Output every one of the items below as a JSON list of strings, with one string per line and blank lines omitted.
****************
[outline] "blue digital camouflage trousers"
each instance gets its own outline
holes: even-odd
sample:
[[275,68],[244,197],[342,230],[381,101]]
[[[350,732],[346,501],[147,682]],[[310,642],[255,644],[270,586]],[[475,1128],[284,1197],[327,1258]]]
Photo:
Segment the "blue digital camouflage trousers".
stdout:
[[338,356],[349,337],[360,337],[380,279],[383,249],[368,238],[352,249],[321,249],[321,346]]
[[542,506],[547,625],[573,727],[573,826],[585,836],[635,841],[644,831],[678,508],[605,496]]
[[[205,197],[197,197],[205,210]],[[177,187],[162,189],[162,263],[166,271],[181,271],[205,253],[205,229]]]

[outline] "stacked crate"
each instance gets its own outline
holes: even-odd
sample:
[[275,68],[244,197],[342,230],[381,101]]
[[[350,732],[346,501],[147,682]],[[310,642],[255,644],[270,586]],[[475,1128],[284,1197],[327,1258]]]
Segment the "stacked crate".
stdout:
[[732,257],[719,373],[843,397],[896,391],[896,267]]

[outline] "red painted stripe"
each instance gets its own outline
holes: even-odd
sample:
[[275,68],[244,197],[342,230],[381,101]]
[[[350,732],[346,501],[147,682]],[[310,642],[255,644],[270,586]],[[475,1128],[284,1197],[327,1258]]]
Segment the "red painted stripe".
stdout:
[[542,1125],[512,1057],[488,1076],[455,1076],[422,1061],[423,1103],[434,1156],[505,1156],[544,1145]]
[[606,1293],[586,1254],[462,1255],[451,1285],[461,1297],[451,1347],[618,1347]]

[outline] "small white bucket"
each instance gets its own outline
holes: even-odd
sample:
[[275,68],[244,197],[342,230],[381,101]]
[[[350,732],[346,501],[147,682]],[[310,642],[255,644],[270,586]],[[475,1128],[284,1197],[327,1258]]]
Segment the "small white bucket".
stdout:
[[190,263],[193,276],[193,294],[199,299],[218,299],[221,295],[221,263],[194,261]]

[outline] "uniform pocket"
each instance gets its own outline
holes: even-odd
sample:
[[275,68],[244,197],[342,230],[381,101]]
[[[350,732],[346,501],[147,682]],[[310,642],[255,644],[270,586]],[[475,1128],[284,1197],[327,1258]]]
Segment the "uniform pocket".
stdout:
****************
Response:
[
  "[outline] \"blue digital camouflage trousers\"",
  "each instance gets its own outline",
  "holes: even-odd",
  "sample:",
  "[[275,68],[244,197],[342,230],[381,101]]",
  "[[[350,732],[346,501],[147,682]],[[310,642],[255,644],[270,586]],[[475,1128],[284,1197],[327,1258]]]",
  "Photo:",
  "Segment the \"blue digital camouflage trousers\".",
  "stdout:",
  "[[338,356],[349,337],[360,337],[380,279],[383,249],[368,238],[352,249],[321,249],[321,346]]",
  "[[542,506],[547,625],[573,727],[573,826],[585,836],[635,841],[644,831],[678,508],[605,496]]",
  "[[[205,197],[197,197],[205,210]],[[177,187],[162,189],[162,263],[166,271],[181,271],[205,253],[205,229]]]",
  "[outline] \"stacked crate\"",
  "each instance gets its own outline",
  "holes: even-odd",
  "sample:",
  "[[275,68],[244,197],[342,230],[381,101]]",
  "[[[350,732],[346,501],[147,682]],[[310,642],[255,644],[270,586]],[[475,1128],[284,1197],[327,1258]]]",
  "Segment the \"stacked crate\".",
  "stdout:",
  "[[732,257],[719,373],[843,397],[896,391],[896,267]]",
  "[outline] \"red painted stripe\"",
  "each instance gets its own outline",
  "holes: even-odd",
  "sample:",
  "[[275,68],[244,197],[342,230],[381,101]]",
  "[[[350,732],[346,501],[147,682]],[[310,642],[255,644],[270,586]],[[475,1128],[284,1197],[327,1258]]]",
  "Segment the \"red painted stripe\".",
  "stdout:",
  "[[542,1125],[512,1057],[488,1076],[455,1076],[422,1061],[423,1103],[434,1156],[505,1156],[544,1145]]",
  "[[606,1293],[586,1254],[462,1255],[451,1285],[461,1297],[451,1347],[618,1347]]",
  "[outline] \"small white bucket\"",
  "each instance gets its own outline",
  "holes: even-odd",
  "sample:",
  "[[275,68],[244,197],[342,230],[381,101]]",
  "[[[350,732],[346,501],[147,682]],[[310,642],[255,644],[270,586]],[[475,1128],[284,1197],[327,1258]]]",
  "Segment the \"small white bucket\".",
  "stdout:",
  "[[190,263],[193,276],[193,294],[199,299],[218,299],[221,295],[221,263],[194,261]]",
  "[outline] \"uniform pocket\"",
  "each instance gets its own outline",
  "holes: even-odd",
  "sample:",
  "[[275,68],[244,197],[342,230],[381,101]]",
  "[[[350,732],[346,501],[147,682]],[[310,642],[255,644],[270,586]],[[475,1128],[284,1197],[327,1258]]]",
  "Segment the \"uniform pocket\".",
  "stdout:"
]